* Instrucción escrita *
Reescribe en forma de lista el párrafo del texto sobre el Brexit que empieza con «Tradicionalmente tras una derrota», y conserva sus datos principales.

──────── Texto citado

Tradicionalmente tras una derrota como la de May la semana pasada, una primera ministra en su posición hubiera renunciado, pero no lo ha hecho, citando explícitamente el mandato del Brexit. Muchos de su propio partido la acusan de estar suprimiendo la autoridad constitucional del Parlamento al tratar de relegarlo en la toma de decisiones, aun al haber rechazado tan tajantemente su acuerdo con la UE. Hasta tradicionalistas políticos acérrimos como The Economist de repente se les ve apoyando medidas extremas:

Si la señora May no pide una extensión [del Artículo 50 que sacaría automáticamente al Reino Unido de la UE el 29 de marzo], entonces el Parlamento debería votar para otorgarse ese poder. Esa es una medida desesperada que acabaría con la antigua convención que dicta que la agenda del gobierno antecede la de los parlamentarios de menor rango.

Esto es exactamente lo que hace la Enmienda Grieve, propuesta por un miembro del partido de May el 15 de enero, y va aun más lejos, dándole por primera vez poder a los parlamentarios de las bancadas traseras —o sea los que no forman parte del gobierno— de votar en minoría (300 parlamentarios del total de 650) por poner puntos de su agenda por delante de aquellos del Gobierno.

Muchos parlamentarios pro-Brexit ven esto como una usurpación del poder constitucional del gobierno y ha respondido con la misma virulencia sin precedentes.

────────────────
──────── Entradas registradas

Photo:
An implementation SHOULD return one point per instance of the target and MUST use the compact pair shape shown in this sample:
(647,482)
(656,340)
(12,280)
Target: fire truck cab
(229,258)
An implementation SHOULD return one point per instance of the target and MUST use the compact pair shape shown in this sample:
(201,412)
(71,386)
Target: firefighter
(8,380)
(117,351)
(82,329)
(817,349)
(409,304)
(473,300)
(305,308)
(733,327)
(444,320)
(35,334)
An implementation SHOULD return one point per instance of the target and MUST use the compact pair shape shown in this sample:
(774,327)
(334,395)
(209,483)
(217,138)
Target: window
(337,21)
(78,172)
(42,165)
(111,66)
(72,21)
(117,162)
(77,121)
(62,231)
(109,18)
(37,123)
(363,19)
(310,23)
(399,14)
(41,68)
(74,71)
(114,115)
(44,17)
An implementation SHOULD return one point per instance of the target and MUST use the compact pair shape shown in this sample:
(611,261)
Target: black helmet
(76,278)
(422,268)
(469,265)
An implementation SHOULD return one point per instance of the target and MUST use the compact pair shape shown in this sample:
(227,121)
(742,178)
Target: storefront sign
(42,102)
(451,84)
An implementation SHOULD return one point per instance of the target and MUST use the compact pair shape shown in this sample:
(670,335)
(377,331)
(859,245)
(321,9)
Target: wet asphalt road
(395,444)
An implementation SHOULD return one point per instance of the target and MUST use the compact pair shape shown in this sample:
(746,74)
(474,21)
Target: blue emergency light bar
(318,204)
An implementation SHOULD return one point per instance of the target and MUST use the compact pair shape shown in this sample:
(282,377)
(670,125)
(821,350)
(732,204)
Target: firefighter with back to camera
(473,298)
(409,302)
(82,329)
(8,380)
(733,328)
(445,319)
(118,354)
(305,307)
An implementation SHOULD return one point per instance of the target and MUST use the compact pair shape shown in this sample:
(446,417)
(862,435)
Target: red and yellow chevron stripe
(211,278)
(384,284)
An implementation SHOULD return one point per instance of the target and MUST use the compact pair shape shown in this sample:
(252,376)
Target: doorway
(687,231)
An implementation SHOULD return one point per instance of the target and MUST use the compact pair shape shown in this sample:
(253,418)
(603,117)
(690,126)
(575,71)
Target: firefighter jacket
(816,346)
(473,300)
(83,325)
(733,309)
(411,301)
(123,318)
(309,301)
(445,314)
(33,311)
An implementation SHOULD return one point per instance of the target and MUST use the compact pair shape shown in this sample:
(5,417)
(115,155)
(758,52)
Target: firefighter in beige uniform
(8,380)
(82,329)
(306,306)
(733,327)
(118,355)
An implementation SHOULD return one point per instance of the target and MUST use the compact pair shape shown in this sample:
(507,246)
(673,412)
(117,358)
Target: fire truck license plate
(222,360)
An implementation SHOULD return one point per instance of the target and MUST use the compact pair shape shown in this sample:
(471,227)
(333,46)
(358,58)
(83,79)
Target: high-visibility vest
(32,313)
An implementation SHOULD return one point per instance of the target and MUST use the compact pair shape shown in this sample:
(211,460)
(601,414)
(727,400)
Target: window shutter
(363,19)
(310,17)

────────────────

* Resultado esperado *
- Tras la derrota de la semana pasada, May no ha renunciado, como tradicionalmente habría hecho una primera ministra en su posición, y cita explícitamente el mandato del Brexit.
- Muchos miembros de su propio partido la acusan de suprimir la autoridad constitucional del Parlamento al intentar relegarlo en la toma de decisiones, aunque este rechazó tajantemente su acuerdo con la UE.
- Incluso tradicionalistas políticos acérrimos como The Economist apoyan de repente medidas extremas.